**TASK TO COMPLETE:**
Every word of the data below has to be copied faithfully.

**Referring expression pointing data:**
+ + + + +

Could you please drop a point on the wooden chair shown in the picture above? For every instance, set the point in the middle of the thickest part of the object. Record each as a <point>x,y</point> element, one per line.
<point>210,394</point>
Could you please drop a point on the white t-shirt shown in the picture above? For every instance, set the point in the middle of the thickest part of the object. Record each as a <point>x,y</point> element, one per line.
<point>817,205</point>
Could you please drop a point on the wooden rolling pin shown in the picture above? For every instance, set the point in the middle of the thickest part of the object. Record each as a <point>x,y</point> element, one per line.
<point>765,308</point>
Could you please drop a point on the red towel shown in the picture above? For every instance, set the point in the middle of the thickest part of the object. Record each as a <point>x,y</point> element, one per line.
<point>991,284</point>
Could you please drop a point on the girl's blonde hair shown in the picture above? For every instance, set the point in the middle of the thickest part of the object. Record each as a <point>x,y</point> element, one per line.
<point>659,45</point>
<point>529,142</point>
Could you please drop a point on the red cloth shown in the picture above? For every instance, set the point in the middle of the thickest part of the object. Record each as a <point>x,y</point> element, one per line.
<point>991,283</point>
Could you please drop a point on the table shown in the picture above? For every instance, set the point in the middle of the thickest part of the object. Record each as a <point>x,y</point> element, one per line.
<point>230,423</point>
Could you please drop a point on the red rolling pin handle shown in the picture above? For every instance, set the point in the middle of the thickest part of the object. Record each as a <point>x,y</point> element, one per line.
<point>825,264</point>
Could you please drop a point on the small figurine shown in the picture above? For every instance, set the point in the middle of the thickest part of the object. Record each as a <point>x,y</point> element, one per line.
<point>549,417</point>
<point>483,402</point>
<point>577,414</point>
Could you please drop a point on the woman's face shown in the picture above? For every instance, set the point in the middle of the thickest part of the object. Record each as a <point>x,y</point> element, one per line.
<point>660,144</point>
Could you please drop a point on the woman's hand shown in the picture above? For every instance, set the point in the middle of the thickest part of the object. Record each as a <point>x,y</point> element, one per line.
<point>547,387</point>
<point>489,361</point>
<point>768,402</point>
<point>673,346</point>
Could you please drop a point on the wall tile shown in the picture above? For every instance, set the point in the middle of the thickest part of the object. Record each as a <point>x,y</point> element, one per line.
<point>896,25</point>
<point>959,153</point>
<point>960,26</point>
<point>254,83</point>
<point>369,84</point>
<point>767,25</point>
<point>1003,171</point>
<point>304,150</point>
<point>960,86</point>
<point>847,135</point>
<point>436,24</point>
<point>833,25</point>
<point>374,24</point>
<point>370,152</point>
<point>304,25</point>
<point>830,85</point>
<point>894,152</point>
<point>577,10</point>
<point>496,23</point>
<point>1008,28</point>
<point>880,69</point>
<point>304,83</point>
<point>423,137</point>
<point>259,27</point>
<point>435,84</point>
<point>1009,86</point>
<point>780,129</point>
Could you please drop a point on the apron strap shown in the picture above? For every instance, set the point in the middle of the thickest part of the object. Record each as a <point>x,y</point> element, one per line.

+ + + + +

**SOLUTION TO THIS TASK:**
Could you please drop a point on the wooden chair shown in the picture above? For every instance, set the point in the middle of the thickest part of the object. Record each as a <point>x,y</point> element, one per line.
<point>210,394</point>
Could you please drop a point on the white t-shirt shown in the picture above? For every instance, set the point in the middle of the thickest part of the object. Record each as a <point>x,y</point> element, one per line.
<point>817,205</point>
Could you please drop a point on the wooden rolling pin shown in the picture above? For every instance, set the point in the middle of the thickest part of the object. Record each as a <point>x,y</point> element, one per line.
<point>765,308</point>
Could you please drop a point on the red towel shown in the picture above? For every instance, set the point in the middle of the thickest part of the object. Record each as a <point>x,y</point> element, one per line.
<point>991,284</point>
Could you please drop a point on the girl's blonde hair shown in the picture above? For every instance, set the point in the middle of the thickest part of the object. Record each as a <point>x,y</point> element, one per line.
<point>659,45</point>
<point>529,142</point>
Could you please drop a point on the red cloth shown in the picture above? For every instance, set the point in the middle of the thickest part of the object. Record each as a <point>x,y</point> element, one per line.
<point>991,283</point>
Could you please drop a point on the table shown in the picture above? For every instance, set the point in the middle of the thickest part of the object. Record each as a <point>x,y</point> element, one per line.
<point>230,423</point>
Could you please drop a point on the red rolling pin handle shown in the picture above? For every instance, set the point in the middle of the thickest part of the object. Record each as a <point>x,y</point> element, one per line.
<point>825,264</point>
Could you please drop a point on the small figurine shown in the picture above? For every instance, set the point in the middle of the thickest part of the object. Record each as a <point>x,y</point> element, one per line.
<point>549,417</point>
<point>483,402</point>
<point>577,414</point>
Could you please drop a point on the woman's face shown in the picture above? For every instance, set the point in the middle of the thickest part of the object. Record each as a <point>x,y</point> element, one per line.
<point>660,144</point>
Could you please drop a point on the woman's hand shown in the picture above? For every instance, set the point in the middle of the thickest part of the object. Record each as a <point>x,y</point> element, one per line.
<point>547,387</point>
<point>489,361</point>
<point>768,402</point>
<point>673,346</point>
Could you please drop a point on the wall tile shown in the picture above? For every instance, set the point in the middle of the thickest part of the object. Record each as a <point>x,y</point> element, one per line.
<point>896,25</point>
<point>959,153</point>
<point>960,26</point>
<point>254,83</point>
<point>369,84</point>
<point>767,25</point>
<point>1003,171</point>
<point>304,150</point>
<point>960,86</point>
<point>847,135</point>
<point>436,24</point>
<point>833,25</point>
<point>374,24</point>
<point>370,152</point>
<point>304,25</point>
<point>830,85</point>
<point>894,152</point>
<point>577,10</point>
<point>496,23</point>
<point>1008,28</point>
<point>880,69</point>
<point>304,83</point>
<point>423,137</point>
<point>259,27</point>
<point>435,84</point>
<point>1009,86</point>
<point>780,129</point>
Could you please drop a point on the apron strap shown in the picture above? For every instance, set the point in the middle of the thickest part of the object. Record each as a <point>x,y</point> element, one per line.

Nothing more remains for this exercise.